**Task directions**
Collect every line in the entries below that contains the word "church". Letter case matters.

**Dataset records**
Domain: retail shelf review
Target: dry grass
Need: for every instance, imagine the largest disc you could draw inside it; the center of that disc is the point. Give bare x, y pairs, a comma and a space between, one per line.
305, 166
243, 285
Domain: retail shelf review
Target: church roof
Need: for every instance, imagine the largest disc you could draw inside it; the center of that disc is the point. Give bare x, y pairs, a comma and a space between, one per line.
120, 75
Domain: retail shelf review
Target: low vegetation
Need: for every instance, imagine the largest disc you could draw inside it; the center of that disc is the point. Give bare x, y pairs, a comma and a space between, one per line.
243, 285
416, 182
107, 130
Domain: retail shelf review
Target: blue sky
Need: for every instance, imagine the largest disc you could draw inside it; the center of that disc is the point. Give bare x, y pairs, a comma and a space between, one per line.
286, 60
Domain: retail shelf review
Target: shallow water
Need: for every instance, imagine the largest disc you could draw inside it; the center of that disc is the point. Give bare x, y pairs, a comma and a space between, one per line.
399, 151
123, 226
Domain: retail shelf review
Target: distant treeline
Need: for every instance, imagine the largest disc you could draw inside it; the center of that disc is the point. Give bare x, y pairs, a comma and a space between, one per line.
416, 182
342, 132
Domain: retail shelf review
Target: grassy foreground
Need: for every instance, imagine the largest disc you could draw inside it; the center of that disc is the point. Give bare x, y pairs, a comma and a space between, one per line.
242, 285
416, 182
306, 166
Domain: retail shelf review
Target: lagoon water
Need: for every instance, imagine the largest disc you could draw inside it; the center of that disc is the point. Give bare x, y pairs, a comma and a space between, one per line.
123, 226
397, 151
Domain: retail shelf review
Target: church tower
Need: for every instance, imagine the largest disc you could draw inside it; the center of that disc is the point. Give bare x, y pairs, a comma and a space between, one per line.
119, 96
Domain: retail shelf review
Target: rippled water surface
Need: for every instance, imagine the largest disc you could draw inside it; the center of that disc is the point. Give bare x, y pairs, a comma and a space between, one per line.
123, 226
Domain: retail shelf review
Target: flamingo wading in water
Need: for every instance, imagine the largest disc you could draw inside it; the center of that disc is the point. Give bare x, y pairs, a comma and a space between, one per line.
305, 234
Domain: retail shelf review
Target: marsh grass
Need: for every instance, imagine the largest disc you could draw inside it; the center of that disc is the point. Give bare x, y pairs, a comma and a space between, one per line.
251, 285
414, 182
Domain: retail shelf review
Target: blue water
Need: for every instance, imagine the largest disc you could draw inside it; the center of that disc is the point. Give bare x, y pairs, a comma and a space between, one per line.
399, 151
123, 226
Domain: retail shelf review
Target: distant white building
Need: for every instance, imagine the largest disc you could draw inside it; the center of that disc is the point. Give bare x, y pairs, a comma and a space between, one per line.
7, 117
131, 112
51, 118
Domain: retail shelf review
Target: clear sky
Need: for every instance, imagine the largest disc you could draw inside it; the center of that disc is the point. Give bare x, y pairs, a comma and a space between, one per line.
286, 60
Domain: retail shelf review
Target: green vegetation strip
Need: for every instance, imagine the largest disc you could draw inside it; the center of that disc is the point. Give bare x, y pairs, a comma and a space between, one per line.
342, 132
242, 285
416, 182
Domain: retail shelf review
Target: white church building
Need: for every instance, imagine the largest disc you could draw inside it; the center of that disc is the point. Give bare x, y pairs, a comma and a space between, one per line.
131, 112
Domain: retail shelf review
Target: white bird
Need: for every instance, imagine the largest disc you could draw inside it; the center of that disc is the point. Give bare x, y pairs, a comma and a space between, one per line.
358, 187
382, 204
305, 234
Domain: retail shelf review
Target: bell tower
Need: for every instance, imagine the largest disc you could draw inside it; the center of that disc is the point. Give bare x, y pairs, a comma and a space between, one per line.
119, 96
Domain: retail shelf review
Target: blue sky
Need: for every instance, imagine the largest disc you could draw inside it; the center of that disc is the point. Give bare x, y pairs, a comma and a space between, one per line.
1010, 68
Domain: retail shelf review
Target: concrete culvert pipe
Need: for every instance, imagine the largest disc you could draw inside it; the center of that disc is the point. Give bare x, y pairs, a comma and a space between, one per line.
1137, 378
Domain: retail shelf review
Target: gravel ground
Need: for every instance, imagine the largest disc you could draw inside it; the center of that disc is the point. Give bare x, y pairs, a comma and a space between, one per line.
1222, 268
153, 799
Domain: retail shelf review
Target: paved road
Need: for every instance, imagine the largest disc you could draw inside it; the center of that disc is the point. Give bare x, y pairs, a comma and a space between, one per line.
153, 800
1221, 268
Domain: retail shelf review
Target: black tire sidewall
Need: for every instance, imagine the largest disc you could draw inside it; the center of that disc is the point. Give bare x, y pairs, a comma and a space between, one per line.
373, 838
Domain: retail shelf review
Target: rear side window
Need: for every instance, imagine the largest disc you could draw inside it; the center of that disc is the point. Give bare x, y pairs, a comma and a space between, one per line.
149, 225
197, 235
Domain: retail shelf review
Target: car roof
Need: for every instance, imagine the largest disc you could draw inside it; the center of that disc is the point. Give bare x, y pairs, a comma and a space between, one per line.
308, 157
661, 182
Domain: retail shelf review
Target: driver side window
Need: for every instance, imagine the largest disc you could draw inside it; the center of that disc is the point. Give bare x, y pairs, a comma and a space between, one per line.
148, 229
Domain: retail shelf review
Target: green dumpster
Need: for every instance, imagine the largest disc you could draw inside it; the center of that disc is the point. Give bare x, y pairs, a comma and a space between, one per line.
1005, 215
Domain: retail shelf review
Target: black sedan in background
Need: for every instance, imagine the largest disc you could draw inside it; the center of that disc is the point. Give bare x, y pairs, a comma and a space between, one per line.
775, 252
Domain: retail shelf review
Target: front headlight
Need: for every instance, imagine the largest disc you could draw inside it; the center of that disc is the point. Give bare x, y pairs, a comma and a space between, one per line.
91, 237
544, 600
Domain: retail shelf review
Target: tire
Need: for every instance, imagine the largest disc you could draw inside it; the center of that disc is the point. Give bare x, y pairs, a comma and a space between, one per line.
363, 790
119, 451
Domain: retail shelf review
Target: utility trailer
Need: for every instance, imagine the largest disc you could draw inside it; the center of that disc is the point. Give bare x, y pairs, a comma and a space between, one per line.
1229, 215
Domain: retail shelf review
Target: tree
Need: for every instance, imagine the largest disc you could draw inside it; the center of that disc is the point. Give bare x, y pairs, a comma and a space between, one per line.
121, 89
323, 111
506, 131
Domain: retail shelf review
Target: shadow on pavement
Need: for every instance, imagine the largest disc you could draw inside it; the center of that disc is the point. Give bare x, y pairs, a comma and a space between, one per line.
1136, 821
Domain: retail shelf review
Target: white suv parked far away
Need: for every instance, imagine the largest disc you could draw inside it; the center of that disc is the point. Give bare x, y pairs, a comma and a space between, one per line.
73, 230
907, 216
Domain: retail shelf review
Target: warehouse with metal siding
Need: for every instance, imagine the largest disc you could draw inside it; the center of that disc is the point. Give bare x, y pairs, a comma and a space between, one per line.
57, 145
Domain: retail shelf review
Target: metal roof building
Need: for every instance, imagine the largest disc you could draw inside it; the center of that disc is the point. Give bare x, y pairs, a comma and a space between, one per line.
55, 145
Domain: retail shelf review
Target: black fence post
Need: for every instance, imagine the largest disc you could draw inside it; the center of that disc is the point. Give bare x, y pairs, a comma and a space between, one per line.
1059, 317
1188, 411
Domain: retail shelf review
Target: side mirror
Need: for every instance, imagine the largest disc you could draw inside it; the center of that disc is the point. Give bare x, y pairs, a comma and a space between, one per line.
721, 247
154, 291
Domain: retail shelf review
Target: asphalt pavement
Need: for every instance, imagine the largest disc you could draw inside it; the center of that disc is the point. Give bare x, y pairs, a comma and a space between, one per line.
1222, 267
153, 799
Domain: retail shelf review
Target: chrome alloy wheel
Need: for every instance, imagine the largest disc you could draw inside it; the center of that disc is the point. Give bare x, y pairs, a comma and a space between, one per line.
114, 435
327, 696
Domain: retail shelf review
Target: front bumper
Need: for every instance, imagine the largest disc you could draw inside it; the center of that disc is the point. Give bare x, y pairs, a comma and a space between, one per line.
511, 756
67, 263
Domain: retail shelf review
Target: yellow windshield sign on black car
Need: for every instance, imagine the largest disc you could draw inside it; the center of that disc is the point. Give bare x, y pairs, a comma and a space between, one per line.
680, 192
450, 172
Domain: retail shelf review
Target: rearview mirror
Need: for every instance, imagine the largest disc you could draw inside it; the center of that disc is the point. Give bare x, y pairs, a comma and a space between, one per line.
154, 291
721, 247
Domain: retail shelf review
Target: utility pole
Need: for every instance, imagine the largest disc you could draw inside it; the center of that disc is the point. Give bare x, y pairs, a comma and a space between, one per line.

**Solution for this problem**
Target: church roof
Target: church tower
Target: white church building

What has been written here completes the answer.